Task requirements: Retyping the records exactly, down to the last line, is the whole job.

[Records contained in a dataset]
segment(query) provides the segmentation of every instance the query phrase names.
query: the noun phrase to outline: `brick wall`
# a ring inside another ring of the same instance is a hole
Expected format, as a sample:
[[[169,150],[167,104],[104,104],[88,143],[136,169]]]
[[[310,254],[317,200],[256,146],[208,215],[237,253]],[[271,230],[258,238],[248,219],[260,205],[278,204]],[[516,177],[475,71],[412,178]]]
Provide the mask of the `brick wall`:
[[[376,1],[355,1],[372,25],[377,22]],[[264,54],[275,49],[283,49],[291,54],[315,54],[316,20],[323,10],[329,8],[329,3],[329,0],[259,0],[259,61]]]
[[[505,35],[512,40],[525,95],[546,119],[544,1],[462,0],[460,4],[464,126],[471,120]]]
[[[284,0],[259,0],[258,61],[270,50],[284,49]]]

Completed task:
segment(query) provides the segmentation of every instance the query phrase names.
query: the noun phrase to outline: `brick wall`
# a ring inside another ring of the same instance is a hole
Expected format, as a sample:
[[[169,150],[167,104],[104,104],[88,143],[136,169]]]
[[[310,254],[317,200],[256,146],[208,215],[237,253]],[[271,230],[258,238],[248,219],[260,205],[278,204]],[[516,177],[475,71],[412,178]]]
Provide the mask of the `brick wall`:
[[[376,1],[355,1],[372,25],[377,22]],[[264,54],[275,49],[283,49],[291,54],[315,54],[316,20],[323,10],[329,8],[329,3],[329,0],[259,0],[259,61]]]
[[[505,35],[512,40],[525,95],[546,119],[544,1],[462,0],[460,4],[464,126],[471,120]]]
[[[284,0],[259,0],[258,61],[270,50],[284,49]]]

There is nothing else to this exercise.